▶ **Aufgabe**
Aktualisiere im Text „Taschentücher“ den Abschnitt, der mit den Worten „Als ich unlängst“ beginnt und mit „widerten mich an.“ endet. Ersetze darin „Straßenbahn“ durch „U-Bahn“, und gib den Abschnitt so wieder.

▶ **Text**
=======

Taschentücher

Fremden Kindern gegenüber bin ich vorsichtig. Es sind ja nicht meine, und falls sie sich in meiner Gegenwart auch ungut verhalten sollten, werde ich – außer in Extremfällen – nicht derjenige sein, der mit Disziplinarmaßnahmen droht, um sie und ihr Verhalten in die richtigen Bahnen zu lenken.

Als ich unlängst mit der Straßenbahn fuhr, setzte ich mich in die vorletzte Reihe. Mir gegenüber hatten sich zwei Damen platziert, eine etwa Vierzigjährige und eine, die sich am Ende der Zwanziger befand und vermutlich zu den Studierenden zu zählen war. Hinter mir ließen sich zwei Jungen nieder, vielleicht elf, zwölf Jahre alt [Ich war noch nie ein Meister darin, das Alter von Personen zu schätzen.]. Sie blätterten in Zeitschriften, in Autozeitschriften, soweit ich das während eines flüchtig nach hinten schweifenden Blickes erkennen konnte. Ich las in einem angenehm-spannenden Buch, doch gelang es mir nur schwer, mich zu konzentrieren — die Kinder waren zu laut, und ihre mit „Alter“ und „Ey“ gespickte Sprache widerten mich an.
Die beiden Jungen versuchten mit jedem Wort, einander zu übertreffen. Fand der eine ein interessantes Zeitschriftenfahrzeug, das er mit begeisterten Attributen bestückte, so entdeckte der andere ein vermeintlich besseres, das dem Kindermund noch extremeres Vokabular zur Umschreibung und Faszinationsbekundung entlockte.

Der beleibtere der beiden hielt sich für besonders krass und zog alle zehn oder zwanzig Sekunden das Innere seines Riechorgans hoch. Das Ergebnis war ein rotziges, unangenehmes Geräusch, das nicht unbedingt dazu beitrug, mich meinem Lesevergnügen frönen zu lassen. Die Jungen diskutieren, protzten – und der Dicke zog immerfort Schleim die Nase hinauf, so intensiv, so begeistert, dass ich glaubte, ihm müsste bald der Schädel platzen vor angesammeltem Nasenunrat. Zumindest jedoch – darauf wartete ich voller Vorekel [„Vorfreude“ war es bestimmt nicht …] – würde er alsbald all das Hochgezogene in seiner Mundhöhle sammeln und es irgendwo spuckenderweise in die Straßenbahn schleudern. Doch er tat nichts dergleichen; er blätterte weiter in seiner Zeitschrift, redete Unsinn und schniefte, als gäbe es nichts Intelligenteres.

=======

▶ **Vorliegendes Material**

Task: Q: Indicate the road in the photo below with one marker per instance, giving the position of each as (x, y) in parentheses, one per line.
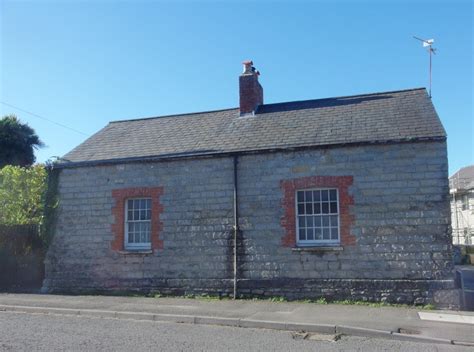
(38, 332)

=======

▶ **Musterlösung**
Als ich unlängst mit der U-Bahn fuhr, setzte ich mich in die vorletzte Reihe. Mir gegenüber hatten sich zwei Damen platziert, eine etwa Vierzigjährige und eine, die sich am Ende der Zwanziger befand und vermutlich zu den Studierenden zu zählen war. Hinter mir ließen sich zwei Jungen nieder, vielleicht elf, zwölf Jahre alt [Ich war noch nie ein Meister darin, das Alter von Personen zu schätzen.]. Sie blätterten in Zeitschriften, in Autozeitschriften, soweit ich das während eines flüchtig nach hinten schweifenden Blickes erkennen konnte. Ich las in einem angenehm-spannenden Buch, doch gelang es mir nur schwer, mich zu konzentrieren — die Kinder waren zu laut, und ihre mit „Alter“ und „Ey“ gespickte Sprache widerten mich an.